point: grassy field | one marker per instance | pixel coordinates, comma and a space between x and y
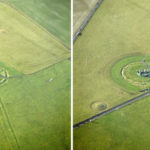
28, 40
35, 98
82, 9
125, 129
38, 110
53, 15
127, 77
111, 35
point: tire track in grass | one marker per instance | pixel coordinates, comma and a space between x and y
97, 116
9, 124
87, 20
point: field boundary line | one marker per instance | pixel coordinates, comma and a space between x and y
35, 23
11, 128
117, 107
86, 20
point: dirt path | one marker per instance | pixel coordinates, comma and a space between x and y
97, 116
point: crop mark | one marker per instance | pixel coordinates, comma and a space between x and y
11, 128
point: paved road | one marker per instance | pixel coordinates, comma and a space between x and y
111, 110
86, 20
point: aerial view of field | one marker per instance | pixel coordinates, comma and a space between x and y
34, 75
111, 70
82, 9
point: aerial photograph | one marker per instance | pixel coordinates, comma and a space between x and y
35, 75
111, 75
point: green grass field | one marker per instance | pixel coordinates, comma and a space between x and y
28, 40
35, 98
53, 15
125, 129
116, 37
111, 35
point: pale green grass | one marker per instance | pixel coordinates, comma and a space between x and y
117, 29
125, 129
53, 15
38, 110
24, 45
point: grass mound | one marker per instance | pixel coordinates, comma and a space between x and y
124, 73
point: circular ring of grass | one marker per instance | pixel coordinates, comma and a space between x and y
123, 72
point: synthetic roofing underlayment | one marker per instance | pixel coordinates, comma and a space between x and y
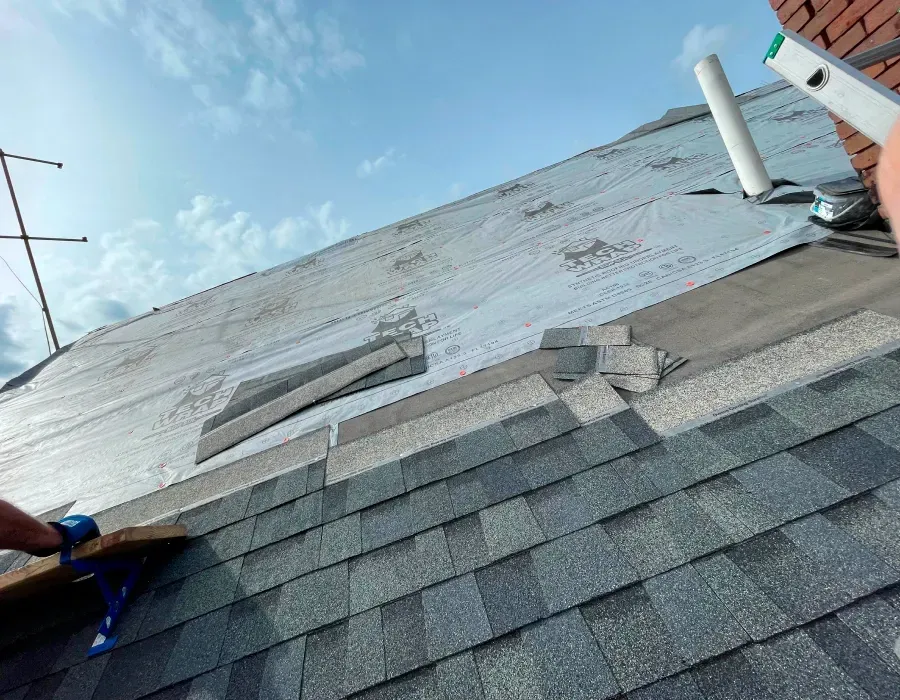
755, 556
582, 242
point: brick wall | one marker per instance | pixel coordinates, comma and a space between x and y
846, 27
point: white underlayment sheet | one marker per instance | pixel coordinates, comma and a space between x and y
581, 242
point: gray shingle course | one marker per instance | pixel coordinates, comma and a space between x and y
334, 501
793, 666
431, 464
483, 445
135, 669
550, 461
511, 593
197, 648
632, 637
531, 427
877, 623
280, 562
313, 600
561, 338
755, 432
871, 523
560, 508
859, 571
466, 541
457, 678
645, 540
745, 600
789, 488
404, 635
697, 623
579, 567
602, 441
455, 618
252, 626
730, 677
375, 485
855, 658
340, 540
509, 527
851, 458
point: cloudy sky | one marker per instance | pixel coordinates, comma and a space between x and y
206, 139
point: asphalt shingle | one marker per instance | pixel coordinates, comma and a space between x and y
855, 658
374, 485
280, 562
755, 432
511, 593
509, 527
632, 637
426, 466
340, 540
745, 600
455, 618
851, 458
697, 623
579, 567
404, 635
793, 666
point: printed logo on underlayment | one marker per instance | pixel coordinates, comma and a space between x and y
588, 254
513, 189
543, 209
132, 361
409, 227
402, 320
409, 260
273, 309
199, 401
673, 162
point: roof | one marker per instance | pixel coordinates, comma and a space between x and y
756, 554
581, 242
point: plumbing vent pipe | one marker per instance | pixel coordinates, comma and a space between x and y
738, 142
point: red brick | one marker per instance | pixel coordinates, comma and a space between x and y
880, 14
888, 31
845, 130
824, 17
848, 18
876, 70
891, 77
867, 158
787, 9
849, 41
857, 143
799, 19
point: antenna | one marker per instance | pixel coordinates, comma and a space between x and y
26, 238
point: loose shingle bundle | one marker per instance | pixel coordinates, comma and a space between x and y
608, 350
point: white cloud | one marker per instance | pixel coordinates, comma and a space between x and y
148, 263
266, 94
334, 56
699, 42
104, 10
370, 167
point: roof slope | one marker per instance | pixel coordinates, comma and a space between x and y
755, 556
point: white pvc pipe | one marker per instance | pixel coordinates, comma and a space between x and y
738, 141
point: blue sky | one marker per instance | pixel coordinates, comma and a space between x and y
203, 140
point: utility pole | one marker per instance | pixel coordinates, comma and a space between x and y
26, 238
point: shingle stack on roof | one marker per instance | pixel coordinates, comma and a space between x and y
757, 554
608, 350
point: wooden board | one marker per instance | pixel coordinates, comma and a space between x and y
48, 572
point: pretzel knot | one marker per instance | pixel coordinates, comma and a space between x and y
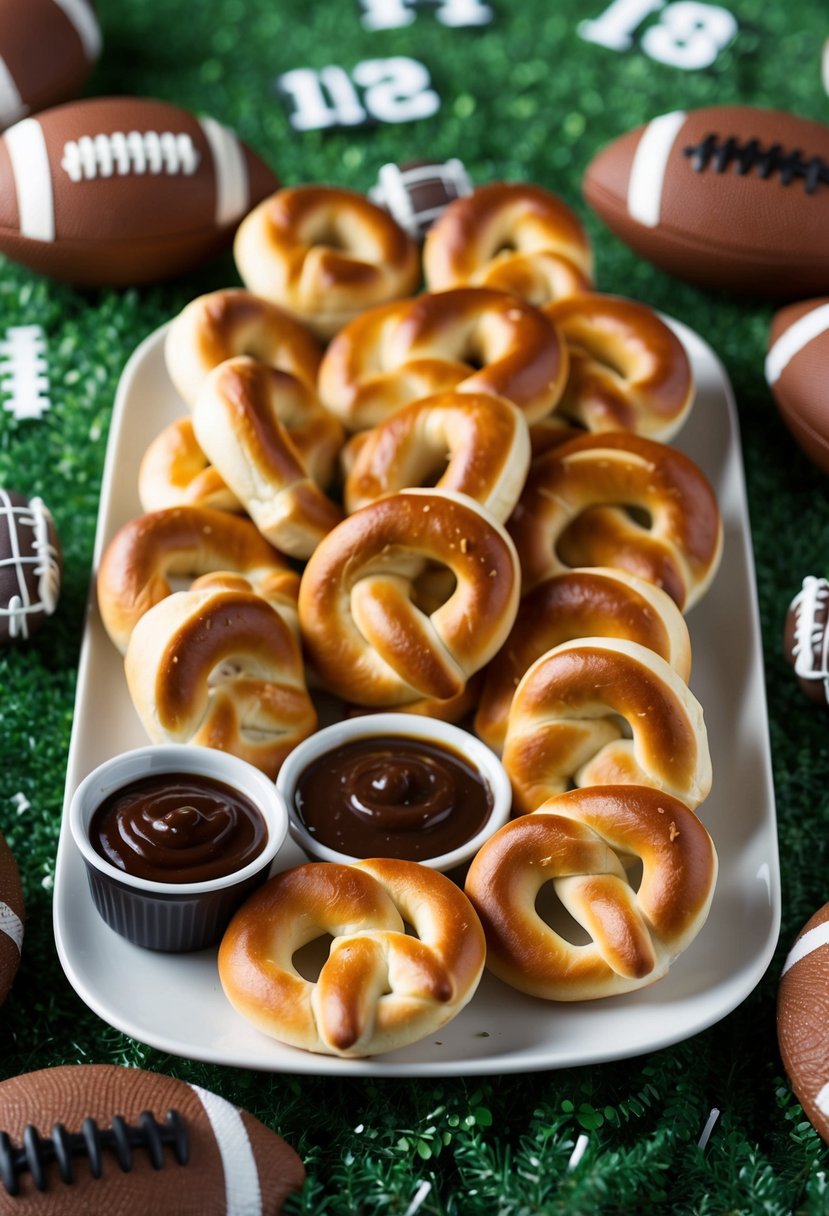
624, 501
511, 236
573, 604
175, 472
265, 432
577, 855
148, 553
326, 254
381, 988
368, 637
471, 338
229, 322
219, 668
466, 442
629, 371
602, 710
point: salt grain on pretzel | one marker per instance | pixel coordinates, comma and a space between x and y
629, 371
151, 552
576, 855
264, 432
604, 710
467, 442
367, 636
325, 254
229, 322
472, 338
379, 988
624, 501
598, 602
220, 668
514, 237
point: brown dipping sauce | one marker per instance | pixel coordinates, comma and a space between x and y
178, 828
394, 797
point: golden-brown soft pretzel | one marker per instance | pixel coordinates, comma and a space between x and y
220, 668
175, 472
367, 637
326, 254
265, 433
513, 236
231, 321
603, 711
381, 988
625, 501
584, 844
180, 544
467, 442
629, 371
588, 602
472, 338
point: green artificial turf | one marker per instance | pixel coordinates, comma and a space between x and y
520, 97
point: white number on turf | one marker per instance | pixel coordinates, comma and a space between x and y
689, 34
394, 90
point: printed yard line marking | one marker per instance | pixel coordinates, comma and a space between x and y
577, 1153
23, 367
709, 1127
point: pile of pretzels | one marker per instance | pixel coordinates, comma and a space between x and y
436, 480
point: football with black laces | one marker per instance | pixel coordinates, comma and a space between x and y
84, 1138
732, 197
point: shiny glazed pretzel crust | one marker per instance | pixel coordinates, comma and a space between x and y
268, 435
599, 602
326, 254
603, 710
472, 338
511, 236
479, 444
367, 637
624, 501
219, 668
227, 322
148, 553
379, 988
584, 843
629, 371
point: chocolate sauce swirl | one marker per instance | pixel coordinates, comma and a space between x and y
393, 798
178, 828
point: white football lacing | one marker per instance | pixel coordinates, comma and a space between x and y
122, 153
811, 641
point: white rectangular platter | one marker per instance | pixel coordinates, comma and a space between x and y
175, 1003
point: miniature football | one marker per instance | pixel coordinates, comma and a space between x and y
118, 191
30, 566
103, 1138
729, 197
48, 49
806, 639
796, 371
802, 1025
11, 918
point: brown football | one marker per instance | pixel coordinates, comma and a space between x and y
103, 1138
116, 191
796, 371
802, 1019
48, 49
732, 197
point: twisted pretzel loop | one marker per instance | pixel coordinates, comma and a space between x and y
582, 844
381, 988
514, 237
604, 710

•••••

• Set exercise: Rewrite all the entries above as a numbered list, with blank lines left out and the pictures omitted.

• Exercise output:
1. point: grassy field | one marker per instance | pixel coordinates, comma and a space between x and y
2. 28, 40
3. 35, 98
4. 82, 9
5. 125, 129
6. 38, 110
7. 53, 15
8. 127, 77
9. 111, 35
10. point: tire track in grass | one marker per instance | pixel coordinates, comma and a space between x and y
11. 97, 116
12. 9, 124
13. 87, 20
14. point: field boundary line | one marker per instance | pixel coordinates, comma and a space between x and y
15. 35, 23
16. 11, 128
17. 117, 107
18. 86, 20
19. point: dirt path | one marker per instance | pixel coordinates, comma and a space between x and y
20. 97, 116
21. point: crop mark | one marker per instance | pixel coordinates, comma and a space between x and y
22. 11, 128
23. point: paved road | one marker per instance | pixel coordinates, comma and a space between x and y
24. 111, 110
25. 86, 20
26. point: aerial view of field | one marker per instance | pixel coordinates, comma and a space between x and y
27. 34, 75
28. 111, 70
29. 82, 9
30. point: aerial photograph | one marker per instance | pixel coordinates, comma and a space between x and y
31. 35, 75
32. 111, 75
33. point: green grass field | one marker per instance | pixel coordinates, comma and a space between x and y
34. 28, 40
35. 35, 98
36. 53, 15
37. 125, 129
38. 116, 37
39. 111, 35
40. point: pale green grass | one marker per instance | pixel coordinates, comma and a space between x and y
41. 117, 29
42. 125, 129
43. 53, 15
44. 38, 110
45. 24, 45
46. point: grass mound | one marker per instance | pixel coordinates, comma and a space between x and y
47. 124, 73
48. point: circular ring of grass | one marker per instance | pixel coordinates, comma and a space between x and y
49. 123, 72
50. point: synthetic roofing underlayment | one marker per instance | pixel coordinates, comma and a space between x and y
51. 755, 556
52. 582, 242
53. point: brick wall | one marker per instance | pixel coordinates, comma and a space between x and y
54. 846, 27
55. point: white underlayment sheet | one marker per instance | pixel coordinates, comma and a space between x and y
56. 581, 242
57. point: gray shingle course | one marker per instance | pixel coordinates, comma and a space between x and y
58. 334, 501
59. 793, 666
60. 431, 464
61. 483, 445
62. 135, 669
63. 550, 461
64. 511, 593
65. 197, 648
66. 632, 637
67. 531, 427
68. 877, 623
69. 280, 562
70. 313, 600
71. 561, 338
72. 755, 432
73. 871, 523
74. 560, 508
75. 859, 571
76. 466, 541
77. 457, 678
78. 645, 540
79. 745, 600
80. 789, 488
81. 404, 635
82. 697, 623
83. 579, 567
84. 602, 441
85. 455, 618
86. 252, 626
87. 730, 677
88. 375, 485
89. 855, 658
90. 340, 540
91. 509, 527
92. 851, 458
93. point: cloudy sky | one marker per instance | pixel coordinates, comma and a space between x and y
94. 206, 139
95. point: asphalt shingle | one marker per instance | pixel coordinates, comma and a space between x and y
96. 855, 658
97. 374, 485
98. 280, 562
99. 755, 432
100. 511, 593
101. 509, 527
102. 632, 637
103. 426, 466
104. 340, 540
105. 745, 600
106. 455, 618
107. 851, 458
108. 697, 623
109. 579, 567
110. 404, 635
111. 793, 666
112. point: printed logo on underlayment | one marker per instance | pixel coordinates, comma and a space between x and y
113. 588, 254
114. 513, 189
115. 543, 209
116. 132, 361
117. 409, 227
118. 402, 320
119. 409, 260
120. 273, 309
121. 199, 401
122. 673, 162
123. point: roof | one marker per instance | pixel coordinates, comma and a space between x and y
124. 756, 554
125. 581, 242
126. point: plumbing vent pipe | one marker per instance | pixel coordinates, comma and a space between x and y
127. 738, 142
128. point: red brick | one marker per instance | pixel coordinates, comma and a space between x and y
129. 880, 14
130. 888, 31
131. 845, 130
132. 824, 17
133. 848, 18
134. 876, 70
135. 891, 77
136. 867, 158
137. 787, 9
138. 849, 41
139. 857, 143
140. 799, 19
141. point: antenna | one marker per instance | pixel coordinates, comma and a space between x and y
142. 26, 238
143. point: loose shingle bundle | one marker per instance | pixel coordinates, comma and a space between x and y
144. 608, 350
145. point: white cloud | one marker per instance | pixel coordinates, comma and a space between x and y
146. 148, 263
147. 266, 94
148. 334, 56
149. 699, 42
150. 104, 10
151. 370, 167
152. point: roof slope | one marker per instance | pixel coordinates, comma and a space between x and y
153. 755, 556
154. point: white pvc pipe | one marker per instance | pixel coordinates, comma and a space between x and y
155. 738, 141
156. point: blue sky | one marker per instance | pixel coordinates, comma and a space between x and y
157. 203, 140
158. point: utility pole | one marker per instance | pixel coordinates, comma and a space between x and y
159. 26, 238
160. point: shingle stack on roof | one marker per instance | pixel coordinates, comma and a space between x and y
161. 757, 554
162. 608, 350
163. point: wooden board | one marker per instance | pixel coordinates, comma and a space between x and y
164. 48, 572
165. point: pretzel knot | one marker per instance | pixel coordinates, comma and a space between x and y
166. 624, 501
167. 511, 236
168. 573, 604
169. 175, 472
170. 265, 432
171. 577, 855
172. 148, 553
173. 326, 254
174. 381, 988
175. 368, 637
176. 471, 338
177. 229, 322
178. 219, 668
179. 466, 442
180. 629, 371
181. 602, 710
182. point: salt grain on pretzel | one marker per instance | pixel coordinates, comma and a space between x and y
183. 629, 371
184. 151, 552
185. 576, 855
186. 264, 432
187. 604, 710
188. 467, 442
189. 367, 636
190. 325, 254
191. 229, 322
192. 472, 338
193. 379, 988
194. 624, 501
195. 598, 602
196. 220, 668
197. 514, 237
198. point: brown dipping sauce | one marker per instance | pixel coordinates, comma and a space between x and y
199. 178, 828
200. 394, 797
201. point: golden-brown soft pretzel | one marker per instance | pixel coordinates, comma and a space between x and y
202. 220, 668
203. 175, 472
204. 367, 637
205. 326, 254
206. 265, 433
207. 513, 236
208. 231, 321
209. 603, 711
210. 381, 988
211. 625, 501
212. 584, 844
213. 180, 544
214. 467, 442
215. 629, 371
216. 588, 602
217. 472, 338
218. point: green artificial turf | one marker per instance | pixel coordinates, comma and a space between x and y
219. 520, 97
220. point: white number on turf | one marker per instance | pixel coordinates, comma and a space between x and y
221. 689, 34
222. 394, 90
223. point: printed yard line marking | one marker per instance | pixel coordinates, comma and a space between x and y
224. 577, 1153
225. 23, 367
226. 709, 1127
227. point: pile of pretzels | one marker per instance | pixel coordinates, comma and a space between x and y
228. 436, 480
229. point: football with black laces | one marker per instance | pixel coordinates, comma and a space between x and y
230. 84, 1138
231. 732, 197
232. point: shiny glazed pretzel crust | one marker per instance | pixel coordinates, comma and a space between x and y
233. 268, 435
234. 599, 602
235. 326, 254
236. 603, 710
237. 472, 338
238. 511, 236
239. 479, 444
240. 367, 637
241. 624, 501
242. 219, 668
243. 227, 322
244. 148, 553
245. 379, 988
246. 584, 843
247. 629, 371
248. point: chocolate sauce swirl | one marker per instance | pixel coordinates, comma and a space between x and y
249. 393, 798
250. 178, 828
251. point: white football lacing | one marker per instance | pixel coordinates, comma and a space between x and y
252. 122, 153
253. 811, 641
254. point: white rectangular platter | one marker per instance | pixel coordinates, comma and a space between x and y
255. 175, 1003
256. point: miniature football | one marker per instance | pixel coordinates, comma and a space between x and y
257. 118, 191
258. 30, 566
259. 103, 1138
260. 729, 197
261. 48, 49
262. 806, 639
263. 796, 371
264. 802, 1025
265. 11, 918
266. point: brown football | one marker per instance | pixel coordinates, comma and a space between x and y
267. 103, 1138
268. 116, 191
269. 796, 371
270. 802, 1019
271. 48, 49
272. 732, 197
273. point: twisted pretzel loop | one marker per instance | pixel coordinates, comma and a space between x and y
274. 582, 844
275. 381, 988
276. 514, 237
277. 604, 710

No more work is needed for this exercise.